■ **ЧТО НУЖНО СДЕЛАТЬ**
(1) Что, согласно отрывку, Григорьев на самом деле носил в рюкзаке?
(2) Перепишите из отрывка дословно всё, начиная со слов «Другие говорили о» и до слов «важнее внешнего вида.» включительно.

Другие говорили о нем, как о чудаковатом, даже грубом человеке, хотя бы потому, что он не всегда считался с условностями: мог прийти в редакцию или в библиотеку на выступление в валенках с галошами, в шапке-ушанке и с рюкзаком за плечами. И все, кто неодобрительно смотрели на него, как-то забывали, что такая одежда зимой ещё несколько лет назад считалась нормой, а дважды раненому и дважды контуженному Григорьеву тепло было важнее внешнего вида.
А о рюкзаке Григорьева в редакциях существовало мнение, что в нем он, как поэт Велимир Хлебников в мешке, таскает рукописи, и сотрудники всегда с весёлым оживлением ждали, когда он, порывшись, явит на свет какие-нибудь замусоленные листки, исписанные каракулями. Это, конечно, неправда: более аккуратного к своим рукописям человека трудно представить. Все они у него хранились в коробках и папках, все были подписаны и пронумерованы, и я не удивлюсь, если Игорь Николаевич вёл подробную картотеку своих даже незначительных публикаций. А в рюкзаке он носил продукты из магазина, куда по дороге заходил.

* * *

Мало по кому из крупных русских писателей война прошлась тяжёлым катком в полной мере, как по Игорю Григорьеву и ещё прозаику Константину Воробьёву, попавшему под Москвой в плен, пережившему все ужасы фашистских концлагерей, не раз умиравшему от голода и побоев, затем, после удачного побега, командовавшего в Литве партизанским отрядом. Военная судьба Игоря Николаевича была не менее трагична.

■ **ПРЕДОСТАВЛЕННЫЙ МАТЕРИАЛ**
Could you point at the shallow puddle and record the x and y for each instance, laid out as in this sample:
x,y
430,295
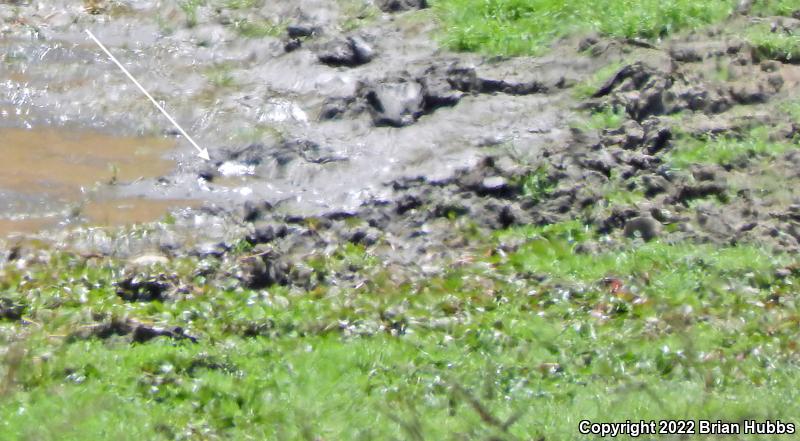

■ **ОТВЕТЫ НИЖЕ**
(1) Продукты из магазина, куда он заходил по дороге.

(2)
Другие говорили о нем, как о чудаковатом, даже грубом человеке, хотя бы потому, что он не всегда считался с условностями: мог прийти в редакцию или в библиотеку на выступление в валенках с галошами, в шапке-ушанке и с рюкзаком за плечами. И все, кто неодобрительно смотрели на него, как-то забывали, что такая одежда зимой ещё несколько лет назад считалась нормой, а дважды раненому и дважды контуженному Григорьеву тепло было важнее внешнего вида.